[Position annotation records]
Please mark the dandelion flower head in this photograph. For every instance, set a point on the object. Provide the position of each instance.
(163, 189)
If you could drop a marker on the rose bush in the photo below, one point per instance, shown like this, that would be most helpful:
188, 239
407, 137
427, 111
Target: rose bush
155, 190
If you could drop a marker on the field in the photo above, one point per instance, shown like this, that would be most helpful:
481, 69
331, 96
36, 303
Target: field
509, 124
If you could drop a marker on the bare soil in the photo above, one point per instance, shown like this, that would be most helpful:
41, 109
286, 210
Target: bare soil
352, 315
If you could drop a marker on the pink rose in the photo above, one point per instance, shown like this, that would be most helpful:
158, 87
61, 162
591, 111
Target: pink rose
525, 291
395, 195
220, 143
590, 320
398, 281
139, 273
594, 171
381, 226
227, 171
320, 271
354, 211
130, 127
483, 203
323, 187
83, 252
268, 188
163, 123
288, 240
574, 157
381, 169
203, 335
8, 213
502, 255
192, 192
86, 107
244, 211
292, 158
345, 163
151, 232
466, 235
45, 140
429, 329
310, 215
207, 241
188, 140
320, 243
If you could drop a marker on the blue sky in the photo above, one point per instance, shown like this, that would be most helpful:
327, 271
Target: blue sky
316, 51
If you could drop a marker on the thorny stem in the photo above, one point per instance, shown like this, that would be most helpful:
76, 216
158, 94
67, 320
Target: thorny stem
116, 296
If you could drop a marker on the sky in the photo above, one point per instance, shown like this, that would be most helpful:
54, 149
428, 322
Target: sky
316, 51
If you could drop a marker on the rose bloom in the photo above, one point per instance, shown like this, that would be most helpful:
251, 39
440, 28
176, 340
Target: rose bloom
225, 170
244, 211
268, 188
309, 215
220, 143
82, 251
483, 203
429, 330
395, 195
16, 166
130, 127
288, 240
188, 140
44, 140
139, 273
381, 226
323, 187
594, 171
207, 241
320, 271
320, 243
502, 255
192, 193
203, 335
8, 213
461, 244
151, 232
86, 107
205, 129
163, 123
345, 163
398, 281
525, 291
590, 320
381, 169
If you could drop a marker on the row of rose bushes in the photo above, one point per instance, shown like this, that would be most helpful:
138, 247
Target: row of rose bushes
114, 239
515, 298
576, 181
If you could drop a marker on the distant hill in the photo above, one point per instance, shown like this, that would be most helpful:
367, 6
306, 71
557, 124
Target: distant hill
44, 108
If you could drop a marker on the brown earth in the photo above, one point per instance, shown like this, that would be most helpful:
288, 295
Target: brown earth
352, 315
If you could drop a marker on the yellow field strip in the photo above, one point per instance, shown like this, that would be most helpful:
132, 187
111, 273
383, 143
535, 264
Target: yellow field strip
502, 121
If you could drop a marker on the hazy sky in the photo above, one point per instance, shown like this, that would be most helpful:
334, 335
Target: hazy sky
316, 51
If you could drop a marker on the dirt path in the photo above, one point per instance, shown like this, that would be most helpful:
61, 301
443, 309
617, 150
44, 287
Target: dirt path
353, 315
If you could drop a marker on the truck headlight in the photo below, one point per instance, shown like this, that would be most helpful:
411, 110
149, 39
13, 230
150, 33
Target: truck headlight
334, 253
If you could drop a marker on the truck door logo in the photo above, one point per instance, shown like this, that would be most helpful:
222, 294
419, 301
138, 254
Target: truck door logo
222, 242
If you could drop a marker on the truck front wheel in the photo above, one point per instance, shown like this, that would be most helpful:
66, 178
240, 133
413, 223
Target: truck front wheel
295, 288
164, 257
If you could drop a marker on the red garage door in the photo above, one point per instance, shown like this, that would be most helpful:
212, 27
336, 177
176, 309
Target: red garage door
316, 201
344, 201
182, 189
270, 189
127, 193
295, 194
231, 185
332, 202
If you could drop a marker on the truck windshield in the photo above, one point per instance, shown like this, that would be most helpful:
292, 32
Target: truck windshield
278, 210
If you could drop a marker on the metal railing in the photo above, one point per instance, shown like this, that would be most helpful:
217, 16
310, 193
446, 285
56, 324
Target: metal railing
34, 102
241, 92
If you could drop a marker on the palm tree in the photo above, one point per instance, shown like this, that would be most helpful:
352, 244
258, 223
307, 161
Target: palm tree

**WHAT YOU WILL DO:** Return the line that contains "If you could drop a marker on the truck windshield" along with every line after it through the end of the entries, exactly, adding nothing.

**OUTPUT OF THE TASK:**
If you could drop a marker on the truck windshield in the photo above, one point per instance, shown like this, that would be most helpful:
292, 32
Target: truck windshield
278, 210
If you could drop a marker on the metal railing in the photo above, one point per instance, shown like this, that would be most helpful:
217, 16
310, 193
446, 285
56, 324
Target: metal railing
34, 102
241, 92
If you could drop a marker on the palm tree in the photo above, one point per instance, shown like this, that would be most helpful:
352, 244
258, 223
307, 161
Target: palm tree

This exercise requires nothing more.